Stored data entries =>
· · ·

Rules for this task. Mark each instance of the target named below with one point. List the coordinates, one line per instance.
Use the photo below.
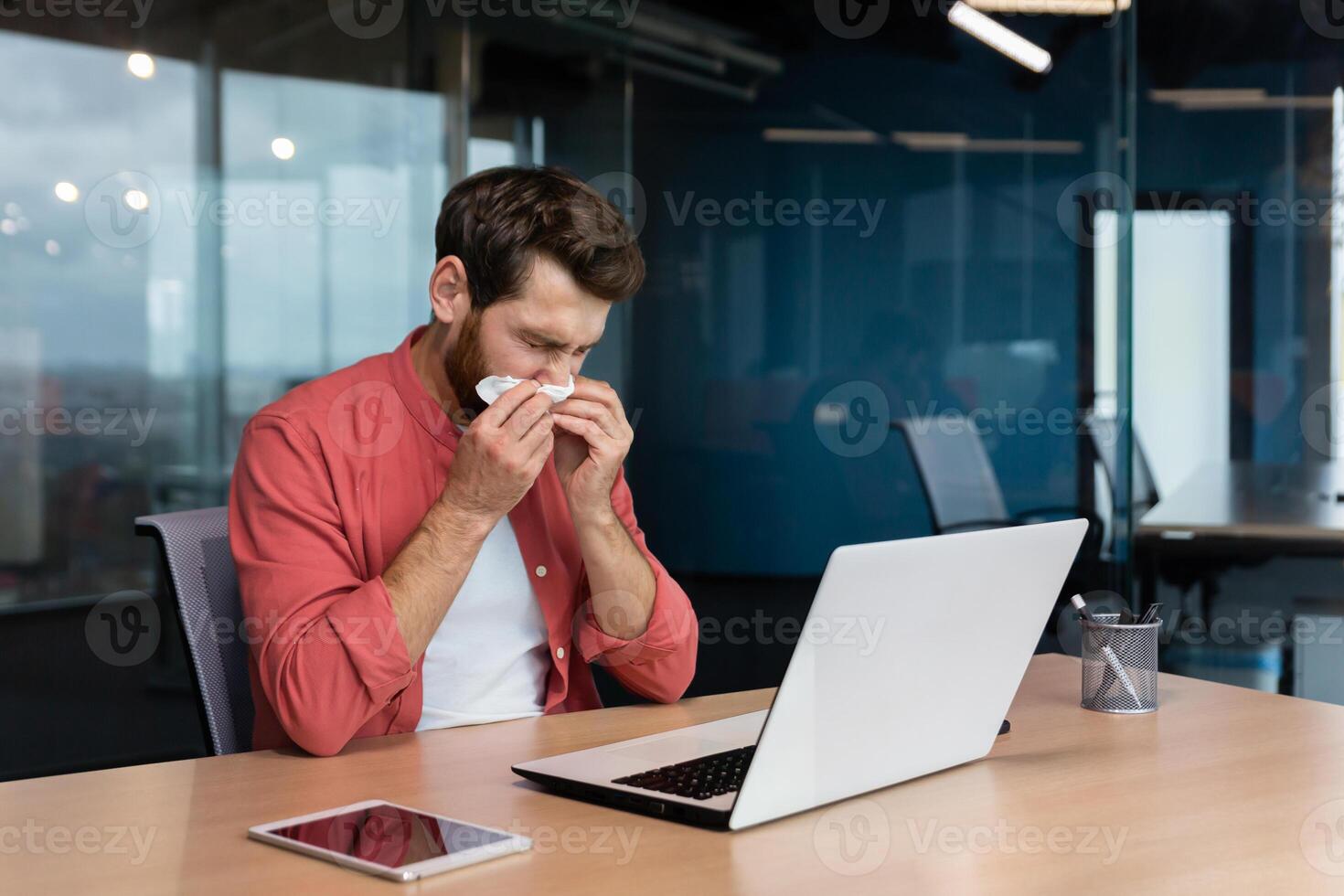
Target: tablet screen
(390, 836)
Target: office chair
(202, 581)
(960, 485)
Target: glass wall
(859, 240)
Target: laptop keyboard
(699, 778)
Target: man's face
(545, 334)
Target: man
(411, 558)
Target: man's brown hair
(499, 220)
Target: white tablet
(390, 841)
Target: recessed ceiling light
(283, 148)
(142, 65)
(820, 136)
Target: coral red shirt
(331, 480)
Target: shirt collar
(418, 402)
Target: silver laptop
(906, 666)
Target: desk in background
(1214, 793)
(1237, 513)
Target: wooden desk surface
(1243, 500)
(1218, 792)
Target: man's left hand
(592, 440)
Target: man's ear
(449, 295)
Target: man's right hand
(500, 454)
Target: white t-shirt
(491, 655)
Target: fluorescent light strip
(1230, 100)
(820, 136)
(988, 31)
(934, 142)
(1052, 7)
(930, 142)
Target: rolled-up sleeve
(660, 663)
(325, 643)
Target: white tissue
(492, 387)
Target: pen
(1112, 660)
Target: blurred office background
(1120, 272)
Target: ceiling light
(1234, 98)
(820, 136)
(930, 142)
(283, 148)
(1052, 7)
(988, 31)
(934, 142)
(136, 199)
(142, 65)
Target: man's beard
(465, 367)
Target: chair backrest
(205, 586)
(1104, 434)
(958, 481)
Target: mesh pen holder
(1120, 666)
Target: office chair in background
(203, 583)
(960, 486)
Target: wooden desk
(1254, 501)
(1240, 513)
(1212, 795)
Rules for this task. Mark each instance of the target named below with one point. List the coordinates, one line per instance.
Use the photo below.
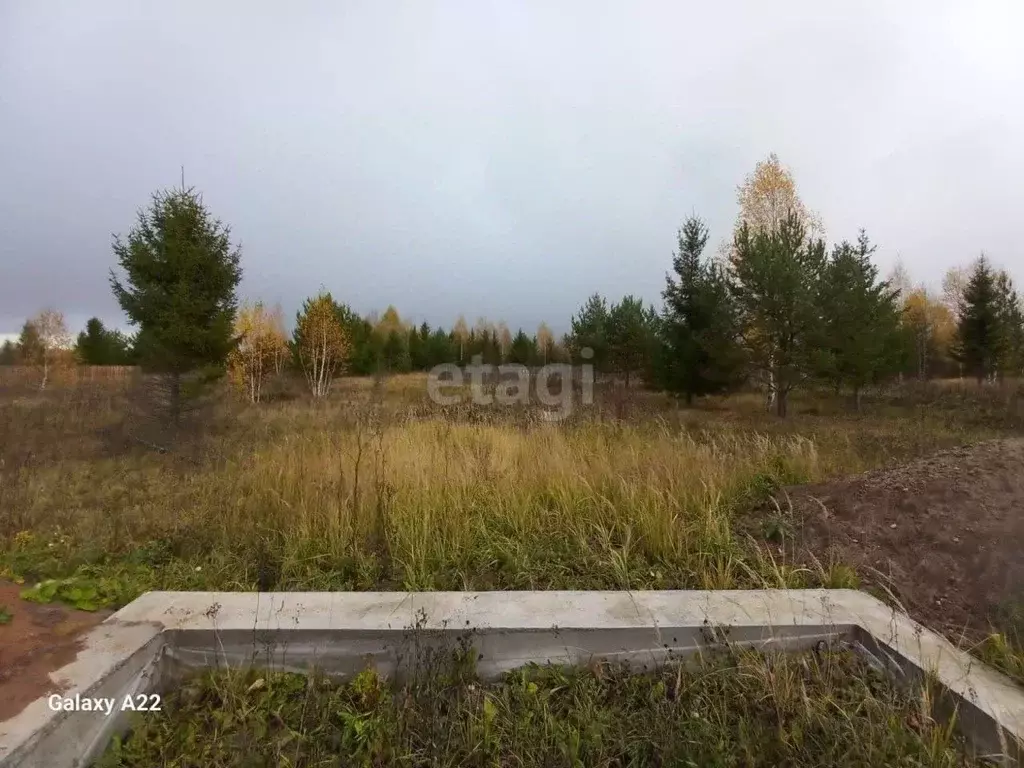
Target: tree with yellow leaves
(46, 343)
(931, 328)
(321, 343)
(260, 350)
(545, 342)
(767, 200)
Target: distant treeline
(774, 307)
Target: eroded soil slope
(945, 535)
(36, 641)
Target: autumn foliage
(261, 348)
(322, 345)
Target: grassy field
(727, 709)
(379, 488)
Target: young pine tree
(978, 333)
(698, 351)
(630, 337)
(180, 276)
(1010, 316)
(860, 334)
(590, 331)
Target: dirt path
(38, 640)
(944, 534)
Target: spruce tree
(1010, 314)
(180, 276)
(523, 350)
(776, 276)
(698, 353)
(590, 331)
(860, 341)
(629, 337)
(978, 333)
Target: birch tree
(52, 342)
(767, 197)
(261, 347)
(321, 344)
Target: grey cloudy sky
(496, 158)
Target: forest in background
(774, 307)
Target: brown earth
(38, 640)
(944, 535)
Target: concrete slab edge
(186, 630)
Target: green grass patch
(726, 710)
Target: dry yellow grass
(377, 488)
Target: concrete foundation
(161, 636)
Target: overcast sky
(502, 159)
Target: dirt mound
(945, 534)
(35, 641)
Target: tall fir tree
(698, 352)
(860, 333)
(180, 278)
(590, 331)
(978, 333)
(523, 349)
(1010, 316)
(630, 337)
(97, 345)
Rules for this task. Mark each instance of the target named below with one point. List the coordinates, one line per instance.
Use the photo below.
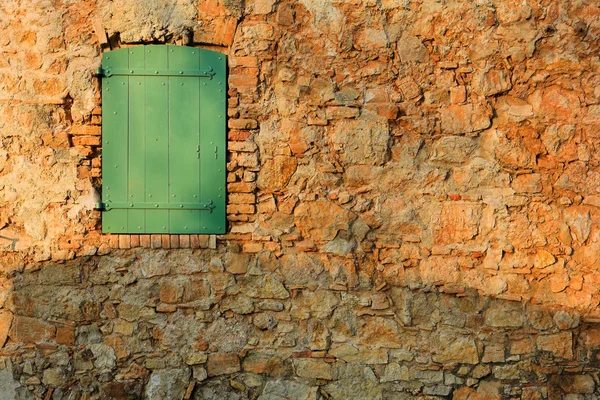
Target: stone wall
(412, 205)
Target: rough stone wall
(413, 197)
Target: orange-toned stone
(170, 292)
(30, 330)
(166, 241)
(156, 241)
(222, 363)
(6, 318)
(65, 335)
(145, 241)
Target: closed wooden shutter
(163, 140)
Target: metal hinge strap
(157, 206)
(108, 72)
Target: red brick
(252, 247)
(203, 241)
(242, 198)
(124, 242)
(86, 140)
(65, 335)
(244, 61)
(242, 123)
(84, 172)
(113, 241)
(170, 292)
(156, 241)
(145, 241)
(184, 241)
(238, 135)
(242, 80)
(243, 71)
(194, 242)
(229, 31)
(240, 209)
(241, 187)
(57, 140)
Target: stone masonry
(413, 198)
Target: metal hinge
(108, 72)
(156, 206)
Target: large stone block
(363, 140)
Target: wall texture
(414, 193)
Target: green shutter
(163, 140)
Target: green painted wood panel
(164, 130)
(136, 219)
(184, 139)
(115, 132)
(213, 141)
(157, 139)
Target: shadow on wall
(210, 324)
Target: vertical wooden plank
(157, 144)
(212, 141)
(137, 141)
(184, 174)
(114, 141)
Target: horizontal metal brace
(108, 72)
(157, 206)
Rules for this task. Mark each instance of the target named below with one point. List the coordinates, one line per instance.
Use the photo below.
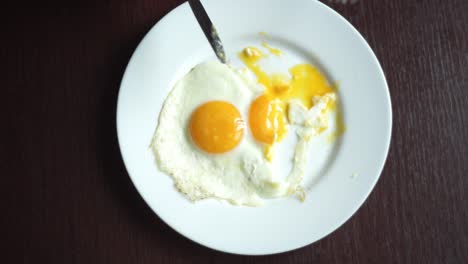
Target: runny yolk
(267, 120)
(216, 127)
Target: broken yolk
(267, 118)
(216, 127)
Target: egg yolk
(267, 120)
(216, 127)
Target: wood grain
(65, 194)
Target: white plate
(307, 30)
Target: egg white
(241, 176)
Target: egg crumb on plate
(218, 129)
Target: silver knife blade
(208, 28)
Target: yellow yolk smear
(216, 127)
(305, 82)
(267, 119)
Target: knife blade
(208, 28)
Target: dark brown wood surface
(66, 196)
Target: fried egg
(219, 126)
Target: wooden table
(66, 196)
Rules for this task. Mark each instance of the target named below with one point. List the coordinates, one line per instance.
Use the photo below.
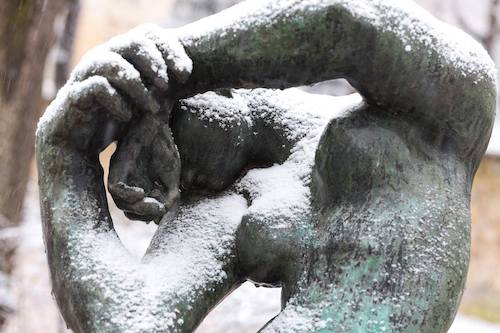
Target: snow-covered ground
(244, 311)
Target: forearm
(398, 59)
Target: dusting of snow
(227, 114)
(405, 19)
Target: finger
(143, 54)
(120, 74)
(166, 163)
(97, 90)
(178, 62)
(126, 193)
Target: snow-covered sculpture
(357, 206)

· · ·

EXERCISE BRIEF =>
Write out every entry again word for word, without any of the pictures.

RESPONSE BELOW =>
Rules for this task. Mark each instance of the target named below with one point. List the coordinates, one line per instance.
Use the photo below.
Target: tablet screen
(390, 836)
Target: office chair
(202, 581)
(960, 485)
Target: glass wall
(859, 240)
Target: laptop keyboard
(699, 778)
Target: man's face
(545, 334)
Target: man
(411, 558)
Target: man's brown hair
(499, 220)
Target: white tablet
(390, 841)
Target: recessed ceiling light
(283, 148)
(142, 65)
(820, 136)
Target: coral red shirt
(331, 480)
Target: shirt collar
(418, 402)
Target: silver laptop
(906, 666)
Target: desk in background
(1214, 793)
(1237, 513)
Target: wooden desk surface
(1243, 500)
(1218, 792)
Target: man's left hand
(592, 440)
Target: man's ear
(449, 295)
Target: man's right hand
(500, 454)
Target: white t-shirt
(491, 655)
Target: fluorescent light strip
(1230, 100)
(820, 136)
(988, 31)
(934, 142)
(1052, 7)
(930, 142)
Target: rolled-up sleeve
(660, 663)
(325, 643)
Target: white tissue
(492, 387)
Target: pen
(1112, 660)
Target: blurred office background
(1120, 272)
Target: ceiling light
(1234, 98)
(820, 136)
(930, 142)
(283, 148)
(1052, 7)
(988, 31)
(934, 142)
(136, 199)
(142, 65)
Target: man's beard
(465, 367)
Target: chair backrest
(205, 586)
(1104, 434)
(958, 481)
Target: mesh pen holder
(1120, 666)
Target: office chair in background
(203, 583)
(960, 486)
Target: wooden desk
(1254, 501)
(1240, 513)
(1212, 795)
Rules for this task. Mark each instance of the target named below with one point. List the coordinates, one line per instance.
Use the photo below.
Target: tree with yellow leaves
(46, 343)
(931, 328)
(321, 343)
(260, 350)
(545, 342)
(767, 200)
Target: distant treeline
(774, 307)
Target: eroded soil slope
(945, 535)
(36, 641)
Target: autumn foliage
(261, 348)
(322, 345)
Target: grassy field
(727, 709)
(379, 488)
Target: young pine tree
(978, 333)
(698, 351)
(630, 337)
(180, 276)
(1010, 316)
(860, 334)
(590, 331)
Target: dirt path
(38, 640)
(944, 534)
Target: spruce tree
(1010, 314)
(180, 276)
(523, 350)
(776, 276)
(698, 353)
(590, 331)
(860, 341)
(629, 337)
(978, 333)
Target: birch tree
(52, 342)
(767, 197)
(261, 347)
(321, 344)
Target: grey cloudy sky
(496, 158)
Target: forest in background
(774, 307)
Target: brown earth
(38, 640)
(944, 535)
Target: concrete slab edge
(186, 630)
Target: green grass patch
(726, 710)
Target: dry yellow grass
(377, 488)
Target: concrete foundation
(161, 636)
Target: overcast sky
(502, 159)
Target: dirt mound
(945, 534)
(35, 641)
Target: tall fir tree
(698, 352)
(860, 333)
(180, 278)
(590, 331)
(978, 333)
(523, 349)
(1010, 316)
(630, 337)
(97, 345)
Rules for this task. Mark each instance of the target named below with one point. List the coordinates, one line per instance.
Use the photo below.
Target: stone wall
(412, 205)
Target: rough stone wall
(413, 197)
Target: orange-toned stone
(170, 292)
(30, 330)
(166, 241)
(156, 241)
(222, 363)
(6, 318)
(65, 335)
(145, 241)
Target: closed wooden shutter
(163, 140)
Target: metal hinge strap
(157, 206)
(108, 72)
Target: red brick
(252, 247)
(203, 241)
(242, 198)
(124, 242)
(86, 140)
(65, 335)
(244, 61)
(242, 123)
(84, 172)
(113, 241)
(170, 292)
(156, 241)
(145, 241)
(184, 241)
(238, 135)
(242, 80)
(243, 71)
(194, 242)
(229, 31)
(240, 209)
(241, 187)
(57, 140)
Target: stone masonry
(413, 198)
Target: metal hinge
(108, 72)
(156, 206)
Target: large stone block
(363, 140)
Target: wall texture
(414, 193)
Target: green shutter
(163, 140)
Target: green painted wood panel
(164, 130)
(136, 219)
(184, 139)
(115, 132)
(213, 141)
(157, 139)
Target: shadow on wall
(210, 324)
Target: vertical wooden plank
(157, 144)
(212, 141)
(137, 141)
(184, 174)
(114, 141)
Target: horizontal metal brace
(108, 72)
(157, 206)
Rules for this task. Mark each instance of the target named below with one point. List the coordinates, one line per instance.
Use the photo below.
Target: runny yolk
(267, 120)
(216, 127)
Target: broken yolk
(267, 118)
(216, 127)
Target: egg yolk
(267, 120)
(216, 127)
Target: wood grain
(65, 194)
Target: white plate
(307, 30)
Target: egg white
(241, 176)
Target: egg crumb on plate
(218, 129)
Target: silver knife blade
(208, 28)
Target: yellow yolk smear
(216, 127)
(305, 82)
(267, 119)
Target: knife blade
(208, 28)
Target: dark brown wood surface
(66, 196)
Target: fried egg
(219, 126)
Target: wooden table
(66, 196)
Rules for this task. Mark each instance of the target named below with one point. List the coordinates, one line per instance.
Use the photo below.
Target: snow-covered ground
(244, 311)
Target: forearm
(398, 59)
Target: dusting of snow
(227, 114)
(405, 19)
Target: finger
(143, 54)
(120, 74)
(166, 163)
(97, 90)
(178, 62)
(126, 193)
Target: snow-covered sculpture
(357, 206)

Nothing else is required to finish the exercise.